++++ Data provided

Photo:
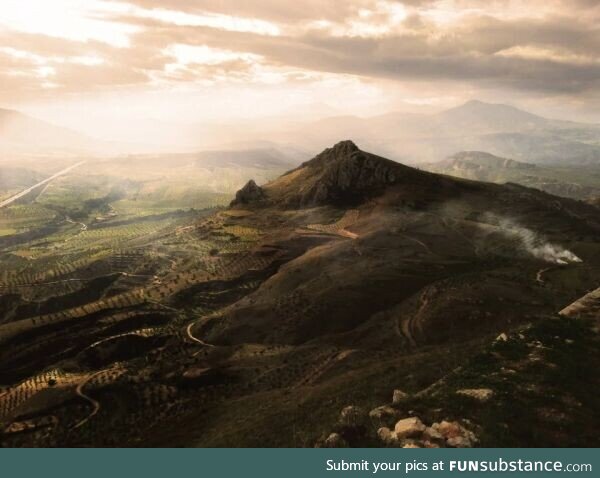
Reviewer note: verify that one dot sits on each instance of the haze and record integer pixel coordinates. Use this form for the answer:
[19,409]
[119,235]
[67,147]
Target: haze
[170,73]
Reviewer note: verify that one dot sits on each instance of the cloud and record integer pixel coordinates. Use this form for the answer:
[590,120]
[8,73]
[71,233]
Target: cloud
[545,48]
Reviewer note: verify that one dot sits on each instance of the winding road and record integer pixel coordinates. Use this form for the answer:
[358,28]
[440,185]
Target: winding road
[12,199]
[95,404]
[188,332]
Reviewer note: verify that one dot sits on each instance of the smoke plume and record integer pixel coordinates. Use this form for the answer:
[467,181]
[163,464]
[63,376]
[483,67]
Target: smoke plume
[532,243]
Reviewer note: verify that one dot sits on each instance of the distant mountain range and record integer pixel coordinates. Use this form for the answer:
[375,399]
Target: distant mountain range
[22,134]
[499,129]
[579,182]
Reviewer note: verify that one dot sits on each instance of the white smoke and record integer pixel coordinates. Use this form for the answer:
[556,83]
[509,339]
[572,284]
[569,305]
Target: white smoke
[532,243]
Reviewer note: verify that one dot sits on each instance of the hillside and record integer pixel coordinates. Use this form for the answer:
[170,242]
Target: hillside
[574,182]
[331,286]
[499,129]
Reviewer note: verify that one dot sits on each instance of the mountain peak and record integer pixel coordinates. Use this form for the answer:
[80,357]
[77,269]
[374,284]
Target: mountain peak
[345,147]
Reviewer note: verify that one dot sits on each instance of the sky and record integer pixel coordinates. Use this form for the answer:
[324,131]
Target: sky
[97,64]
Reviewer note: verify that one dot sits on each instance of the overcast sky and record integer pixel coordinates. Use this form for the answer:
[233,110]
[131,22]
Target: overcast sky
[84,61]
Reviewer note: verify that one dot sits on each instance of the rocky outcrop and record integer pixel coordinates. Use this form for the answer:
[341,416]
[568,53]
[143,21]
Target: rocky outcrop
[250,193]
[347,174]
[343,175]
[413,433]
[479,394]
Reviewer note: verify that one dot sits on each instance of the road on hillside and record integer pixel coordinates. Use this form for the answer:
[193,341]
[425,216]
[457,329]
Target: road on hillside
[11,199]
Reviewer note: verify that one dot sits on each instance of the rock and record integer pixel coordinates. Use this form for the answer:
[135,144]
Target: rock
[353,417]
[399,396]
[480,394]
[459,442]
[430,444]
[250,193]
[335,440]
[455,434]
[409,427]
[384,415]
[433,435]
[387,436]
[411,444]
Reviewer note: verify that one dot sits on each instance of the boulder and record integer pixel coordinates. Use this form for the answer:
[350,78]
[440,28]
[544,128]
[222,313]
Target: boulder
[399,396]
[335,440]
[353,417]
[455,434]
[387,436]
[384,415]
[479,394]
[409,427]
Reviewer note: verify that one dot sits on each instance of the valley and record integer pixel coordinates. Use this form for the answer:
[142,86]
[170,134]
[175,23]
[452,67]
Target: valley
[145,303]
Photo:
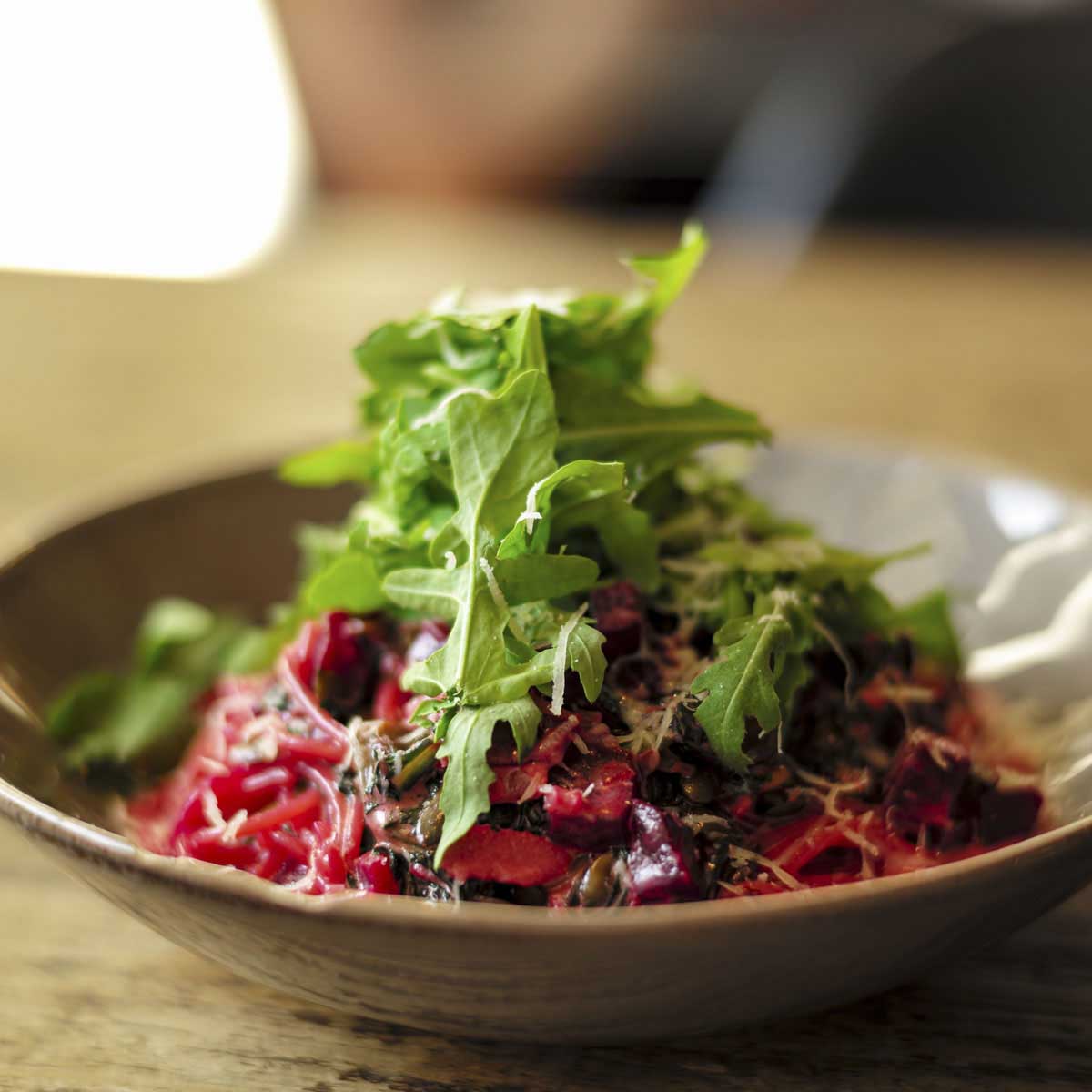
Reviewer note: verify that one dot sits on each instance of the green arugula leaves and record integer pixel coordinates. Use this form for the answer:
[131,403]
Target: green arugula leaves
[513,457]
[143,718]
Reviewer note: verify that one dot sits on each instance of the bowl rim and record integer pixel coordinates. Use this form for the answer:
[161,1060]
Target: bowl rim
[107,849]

++++++++

Give back every line of the records above unchanged, leaving out the pictures.

* **Written solution**
Photo:
Reviewer note: verify that one dot sits on each instance of the haze and record integer pixel coordinates. Use this form for the answer:
[19,409]
[119,235]
[67,147]
Target: haze
[170,73]
Reviewer note: verify that one dot sits on each instance of the cloud and record integer pixel coordinates. Use this form for the answer:
[590,120]
[8,73]
[71,233]
Target: cloud
[545,48]
Reviewer note: verify that one dot sits on each instance of the winding road and record integer pixel coordinates. Use this form for the answer:
[358,28]
[440,185]
Target: winding road
[12,199]
[95,404]
[188,332]
Reviewer note: verify that one dot sits on each instance of the smoke plume and record integer pixel coordinates. Use this form for the answer:
[467,181]
[163,464]
[63,376]
[483,67]
Target: smoke plume
[532,243]
Reviewer note: verify that one dot sits on each instance of the distant mountain range and record integer pixel coordinates. Use this form for the answer:
[375,399]
Target: distant mountain range
[22,134]
[499,129]
[579,182]
Reviewer note: verify that one dot sits on each instance of the white smoke and record integer pixel coordinates. Use this form for the answer:
[556,83]
[509,339]
[572,284]
[569,305]
Target: white smoke
[532,243]
Reviewer note: verify that one dot sits on each instance of the hillside and record integer pixel coordinates. Use this form for the answer:
[170,242]
Target: hillside
[574,182]
[331,286]
[499,129]
Reviewer note: verify that one dot sits on each instance of the mountain peak and record integer pixel coordinates. Use this form for the answer:
[80,357]
[77,269]
[374,284]
Target: mountain peak
[345,147]
Reviewer note: verify that one dot sits on each instance of the sky and record integer pixel coordinates. Use this form for the answer:
[324,131]
Target: sky
[97,64]
Reviewer note: verify that one dot sits on each instance of the overcast sky and record integer pixel coordinates. Use this form for the answer:
[233,110]
[131,22]
Target: overcast sky
[84,61]
Reviewer note: verify that one dot sits on each instance of the rocky outcrop and record integer pixel coordinates. Use this form for the answer:
[341,416]
[568,53]
[143,21]
Target: rocky outcrop
[250,193]
[347,174]
[343,175]
[413,433]
[479,394]
Reviewer note: verify that one dot sits on each instance of the road on hillside and record integer pixel coordinates. Use this form for the answer:
[193,341]
[425,216]
[457,329]
Target: road on hillside
[11,199]
Reviewer note: verify that one dot sits on each instance of the rock and record integer pixel coordinates. Use this form for the answer:
[135,144]
Target: rock
[353,417]
[399,396]
[480,394]
[459,442]
[430,444]
[250,193]
[335,440]
[455,434]
[409,427]
[384,415]
[433,435]
[387,436]
[411,444]
Reviewer note: verify that one dot sits on each instance of the boulder and record integer pixel coordinates. Use this form for the answer:
[350,78]
[440,28]
[544,128]
[222,313]
Target: boulder
[399,396]
[335,440]
[353,417]
[455,434]
[387,436]
[384,415]
[479,394]
[409,427]
Reviewer note: verify that one dot sits on each instance of the valley and record integer pixel coordinates. Use this form for the answer:
[142,86]
[170,134]
[175,23]
[452,67]
Target: valley
[145,303]
Photo:
Reviewer note: verify that one dot sits on each instance of the green arugula leaves and record integer pixel coordinates. Use this form for the answer:
[131,403]
Target: green arugula leaves
[513,457]
[143,718]
Reviewer note: verify that one dot sits on each instance of the bowl rim and record integer pixel coordinates. Use this form for the answer:
[161,1060]
Target: bowl rim
[107,849]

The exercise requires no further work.